→ What you should do
From the entries below, give the number of lines where the word "shower" occurs, and nothing else.

→ Available data
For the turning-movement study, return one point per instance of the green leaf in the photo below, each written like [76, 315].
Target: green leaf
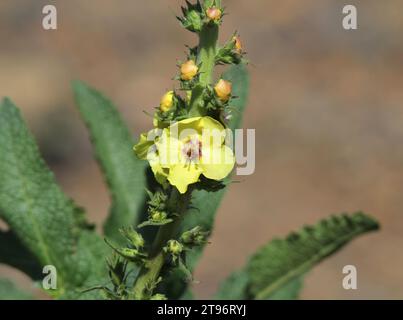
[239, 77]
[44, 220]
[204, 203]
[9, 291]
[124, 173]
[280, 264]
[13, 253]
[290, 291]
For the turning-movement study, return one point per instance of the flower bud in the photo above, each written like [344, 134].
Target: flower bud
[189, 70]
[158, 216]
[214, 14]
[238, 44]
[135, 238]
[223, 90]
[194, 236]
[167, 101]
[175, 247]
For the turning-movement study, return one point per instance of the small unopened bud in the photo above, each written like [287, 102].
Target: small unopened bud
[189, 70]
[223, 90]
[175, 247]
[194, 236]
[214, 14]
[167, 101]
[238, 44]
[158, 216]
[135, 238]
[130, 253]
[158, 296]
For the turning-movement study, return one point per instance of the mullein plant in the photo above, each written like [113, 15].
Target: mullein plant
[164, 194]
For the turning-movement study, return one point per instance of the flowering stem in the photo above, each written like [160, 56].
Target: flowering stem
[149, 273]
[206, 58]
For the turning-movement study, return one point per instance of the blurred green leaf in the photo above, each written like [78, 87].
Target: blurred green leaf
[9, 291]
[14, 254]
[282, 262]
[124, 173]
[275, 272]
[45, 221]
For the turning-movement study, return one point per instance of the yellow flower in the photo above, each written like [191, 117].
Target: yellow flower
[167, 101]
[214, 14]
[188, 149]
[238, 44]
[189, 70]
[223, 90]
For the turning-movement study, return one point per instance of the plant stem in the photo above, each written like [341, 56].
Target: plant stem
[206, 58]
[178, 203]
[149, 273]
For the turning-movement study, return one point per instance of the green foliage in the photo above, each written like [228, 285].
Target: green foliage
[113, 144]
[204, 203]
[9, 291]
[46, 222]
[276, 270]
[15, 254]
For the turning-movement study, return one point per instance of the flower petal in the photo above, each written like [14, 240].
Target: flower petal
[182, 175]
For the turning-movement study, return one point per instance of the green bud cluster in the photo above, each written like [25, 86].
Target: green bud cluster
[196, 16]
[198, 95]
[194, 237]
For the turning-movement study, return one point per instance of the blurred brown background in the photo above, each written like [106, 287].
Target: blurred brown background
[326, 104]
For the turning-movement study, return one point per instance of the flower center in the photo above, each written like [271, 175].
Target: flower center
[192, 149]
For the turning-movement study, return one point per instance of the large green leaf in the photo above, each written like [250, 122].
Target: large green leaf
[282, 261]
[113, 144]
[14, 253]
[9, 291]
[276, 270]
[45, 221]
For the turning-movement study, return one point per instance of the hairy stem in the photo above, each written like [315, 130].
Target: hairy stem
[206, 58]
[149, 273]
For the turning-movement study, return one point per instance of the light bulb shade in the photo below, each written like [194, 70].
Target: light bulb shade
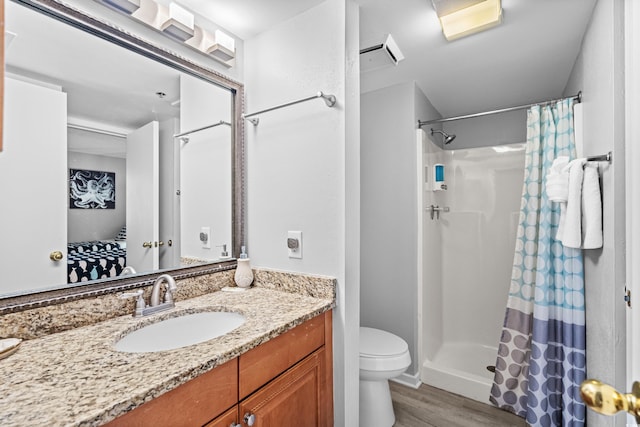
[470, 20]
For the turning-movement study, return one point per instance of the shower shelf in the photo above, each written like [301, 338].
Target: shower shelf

...

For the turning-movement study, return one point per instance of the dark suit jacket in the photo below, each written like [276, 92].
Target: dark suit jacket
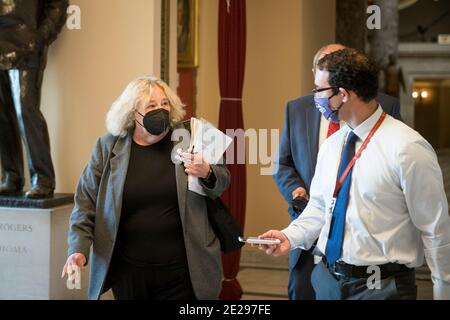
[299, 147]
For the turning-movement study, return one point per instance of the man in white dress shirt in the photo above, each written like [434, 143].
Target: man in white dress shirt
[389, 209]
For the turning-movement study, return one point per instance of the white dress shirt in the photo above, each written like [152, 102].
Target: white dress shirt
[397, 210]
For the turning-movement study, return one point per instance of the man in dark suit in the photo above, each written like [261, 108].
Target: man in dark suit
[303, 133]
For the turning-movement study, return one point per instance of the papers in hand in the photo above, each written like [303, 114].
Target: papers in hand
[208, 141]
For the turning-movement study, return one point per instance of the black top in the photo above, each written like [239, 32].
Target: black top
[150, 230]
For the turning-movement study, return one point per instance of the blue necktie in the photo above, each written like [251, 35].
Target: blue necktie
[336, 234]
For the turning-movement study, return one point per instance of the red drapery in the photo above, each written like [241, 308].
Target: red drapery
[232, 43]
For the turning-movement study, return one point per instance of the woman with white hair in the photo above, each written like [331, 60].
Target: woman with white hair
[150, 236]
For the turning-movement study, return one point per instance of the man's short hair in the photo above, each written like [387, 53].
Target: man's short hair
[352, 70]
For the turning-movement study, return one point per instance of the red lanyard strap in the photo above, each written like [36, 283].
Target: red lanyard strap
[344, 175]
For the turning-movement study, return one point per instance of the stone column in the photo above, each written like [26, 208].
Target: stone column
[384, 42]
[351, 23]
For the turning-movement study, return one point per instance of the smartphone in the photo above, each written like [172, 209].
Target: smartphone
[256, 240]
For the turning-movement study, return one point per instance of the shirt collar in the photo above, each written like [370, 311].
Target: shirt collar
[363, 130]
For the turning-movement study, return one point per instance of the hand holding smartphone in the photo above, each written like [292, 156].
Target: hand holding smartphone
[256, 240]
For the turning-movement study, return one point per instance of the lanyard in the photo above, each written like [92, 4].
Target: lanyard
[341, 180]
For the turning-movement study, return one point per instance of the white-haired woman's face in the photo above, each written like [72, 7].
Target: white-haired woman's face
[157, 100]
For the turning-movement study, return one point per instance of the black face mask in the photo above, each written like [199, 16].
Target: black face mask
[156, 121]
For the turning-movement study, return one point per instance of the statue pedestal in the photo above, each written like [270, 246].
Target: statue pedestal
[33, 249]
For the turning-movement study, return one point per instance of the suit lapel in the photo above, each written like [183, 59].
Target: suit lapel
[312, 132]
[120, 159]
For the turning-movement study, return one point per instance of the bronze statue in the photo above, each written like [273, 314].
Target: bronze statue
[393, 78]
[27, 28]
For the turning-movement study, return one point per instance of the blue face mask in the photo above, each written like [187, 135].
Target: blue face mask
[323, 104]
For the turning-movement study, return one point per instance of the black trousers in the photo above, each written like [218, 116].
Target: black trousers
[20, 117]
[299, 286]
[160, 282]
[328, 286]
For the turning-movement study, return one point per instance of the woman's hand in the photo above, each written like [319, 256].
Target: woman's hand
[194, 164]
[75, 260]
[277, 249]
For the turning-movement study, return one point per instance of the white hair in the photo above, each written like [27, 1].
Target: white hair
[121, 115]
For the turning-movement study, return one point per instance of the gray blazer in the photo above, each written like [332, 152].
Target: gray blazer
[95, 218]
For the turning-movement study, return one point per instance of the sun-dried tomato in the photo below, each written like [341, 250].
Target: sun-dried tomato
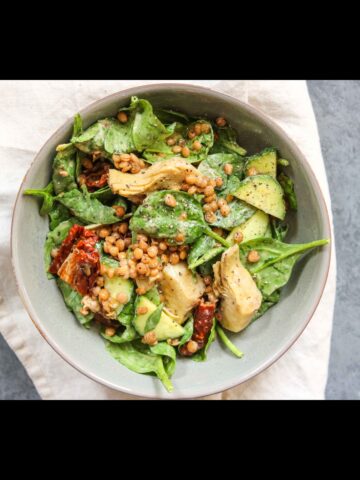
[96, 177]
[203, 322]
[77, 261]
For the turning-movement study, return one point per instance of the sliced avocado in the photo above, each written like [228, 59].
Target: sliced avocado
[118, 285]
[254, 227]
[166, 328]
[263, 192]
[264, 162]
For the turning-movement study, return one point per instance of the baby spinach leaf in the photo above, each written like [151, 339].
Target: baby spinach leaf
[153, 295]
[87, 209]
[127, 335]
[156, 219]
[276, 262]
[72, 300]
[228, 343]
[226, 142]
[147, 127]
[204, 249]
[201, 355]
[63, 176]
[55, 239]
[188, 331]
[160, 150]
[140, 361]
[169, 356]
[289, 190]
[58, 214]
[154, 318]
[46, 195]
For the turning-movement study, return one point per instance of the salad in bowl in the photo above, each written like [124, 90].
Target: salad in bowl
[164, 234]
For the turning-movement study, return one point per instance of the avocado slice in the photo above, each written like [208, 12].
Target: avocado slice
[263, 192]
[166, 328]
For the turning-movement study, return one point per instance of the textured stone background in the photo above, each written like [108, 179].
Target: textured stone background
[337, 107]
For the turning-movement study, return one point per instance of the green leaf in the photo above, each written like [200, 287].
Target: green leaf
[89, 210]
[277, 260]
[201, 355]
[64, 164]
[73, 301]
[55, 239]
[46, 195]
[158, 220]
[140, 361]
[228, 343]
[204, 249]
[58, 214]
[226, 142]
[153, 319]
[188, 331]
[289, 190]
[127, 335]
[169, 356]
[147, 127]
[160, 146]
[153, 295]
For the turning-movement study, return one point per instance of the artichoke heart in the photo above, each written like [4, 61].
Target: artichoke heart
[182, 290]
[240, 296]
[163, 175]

→ Task output
2